Segment Start: Supplied entries
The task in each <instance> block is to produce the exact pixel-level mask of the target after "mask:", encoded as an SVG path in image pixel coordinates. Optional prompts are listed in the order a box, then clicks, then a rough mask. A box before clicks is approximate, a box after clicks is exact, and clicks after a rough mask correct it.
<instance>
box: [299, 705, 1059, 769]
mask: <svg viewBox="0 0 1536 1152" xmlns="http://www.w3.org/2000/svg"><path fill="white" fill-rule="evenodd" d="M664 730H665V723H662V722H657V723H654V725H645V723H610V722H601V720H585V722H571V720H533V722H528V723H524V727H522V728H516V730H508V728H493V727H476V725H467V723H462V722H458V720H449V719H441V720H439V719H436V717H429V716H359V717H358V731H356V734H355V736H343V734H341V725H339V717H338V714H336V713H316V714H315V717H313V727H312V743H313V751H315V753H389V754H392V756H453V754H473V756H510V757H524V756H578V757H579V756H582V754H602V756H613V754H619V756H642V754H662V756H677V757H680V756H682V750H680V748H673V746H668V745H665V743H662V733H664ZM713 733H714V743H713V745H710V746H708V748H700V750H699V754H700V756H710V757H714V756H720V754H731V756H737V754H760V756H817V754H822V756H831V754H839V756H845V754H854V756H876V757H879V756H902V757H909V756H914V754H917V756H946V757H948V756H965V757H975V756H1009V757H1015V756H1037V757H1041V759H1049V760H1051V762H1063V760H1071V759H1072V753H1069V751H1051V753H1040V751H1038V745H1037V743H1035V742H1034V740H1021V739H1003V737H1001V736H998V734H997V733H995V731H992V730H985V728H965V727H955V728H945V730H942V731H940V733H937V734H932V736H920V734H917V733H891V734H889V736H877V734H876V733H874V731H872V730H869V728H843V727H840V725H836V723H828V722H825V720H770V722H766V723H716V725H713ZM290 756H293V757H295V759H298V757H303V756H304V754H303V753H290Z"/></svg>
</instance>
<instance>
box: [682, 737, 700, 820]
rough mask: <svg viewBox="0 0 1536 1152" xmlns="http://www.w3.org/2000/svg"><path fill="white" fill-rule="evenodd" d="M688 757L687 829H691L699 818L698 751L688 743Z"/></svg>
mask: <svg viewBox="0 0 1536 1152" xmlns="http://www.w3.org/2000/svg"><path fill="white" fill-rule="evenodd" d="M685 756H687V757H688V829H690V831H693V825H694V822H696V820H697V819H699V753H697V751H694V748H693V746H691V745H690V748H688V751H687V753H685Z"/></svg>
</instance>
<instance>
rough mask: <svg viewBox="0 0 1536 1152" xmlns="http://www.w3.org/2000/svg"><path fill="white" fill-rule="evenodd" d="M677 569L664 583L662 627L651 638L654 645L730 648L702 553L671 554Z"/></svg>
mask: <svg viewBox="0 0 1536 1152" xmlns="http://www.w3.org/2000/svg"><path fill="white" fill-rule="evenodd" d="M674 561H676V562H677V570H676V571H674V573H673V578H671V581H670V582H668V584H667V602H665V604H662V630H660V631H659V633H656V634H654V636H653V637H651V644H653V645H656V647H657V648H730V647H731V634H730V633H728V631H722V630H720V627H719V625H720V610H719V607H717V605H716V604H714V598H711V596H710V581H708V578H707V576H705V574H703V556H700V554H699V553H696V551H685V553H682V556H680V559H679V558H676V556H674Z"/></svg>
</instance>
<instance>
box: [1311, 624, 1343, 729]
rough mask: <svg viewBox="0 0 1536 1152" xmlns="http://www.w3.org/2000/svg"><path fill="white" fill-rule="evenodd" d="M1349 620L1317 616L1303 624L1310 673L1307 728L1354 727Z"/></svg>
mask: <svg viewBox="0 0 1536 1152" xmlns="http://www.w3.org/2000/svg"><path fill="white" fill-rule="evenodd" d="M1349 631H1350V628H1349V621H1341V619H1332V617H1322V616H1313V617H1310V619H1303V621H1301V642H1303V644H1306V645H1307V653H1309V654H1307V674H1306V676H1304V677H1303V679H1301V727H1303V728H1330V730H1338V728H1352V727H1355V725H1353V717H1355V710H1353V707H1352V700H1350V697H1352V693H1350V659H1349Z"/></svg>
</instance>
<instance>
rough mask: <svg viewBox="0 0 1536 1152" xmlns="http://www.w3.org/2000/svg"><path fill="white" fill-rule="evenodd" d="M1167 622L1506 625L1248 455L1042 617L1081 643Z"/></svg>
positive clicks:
Segment End: Supplied entries
# [Task directions]
Look through the records and copy down every line that holds "clicks".

# [Answer section]
The task in each <instance> block is to produce the exact pixel-level mask of the target after "mask:", encoded as an SVG path in image pixel coordinates. Optional prompts are listed in the order a box, then clicks, then a rough mask. A box before clicks is approximate, a box after clicks is exact, and clicks after a rough mask correct it.
positive clicks:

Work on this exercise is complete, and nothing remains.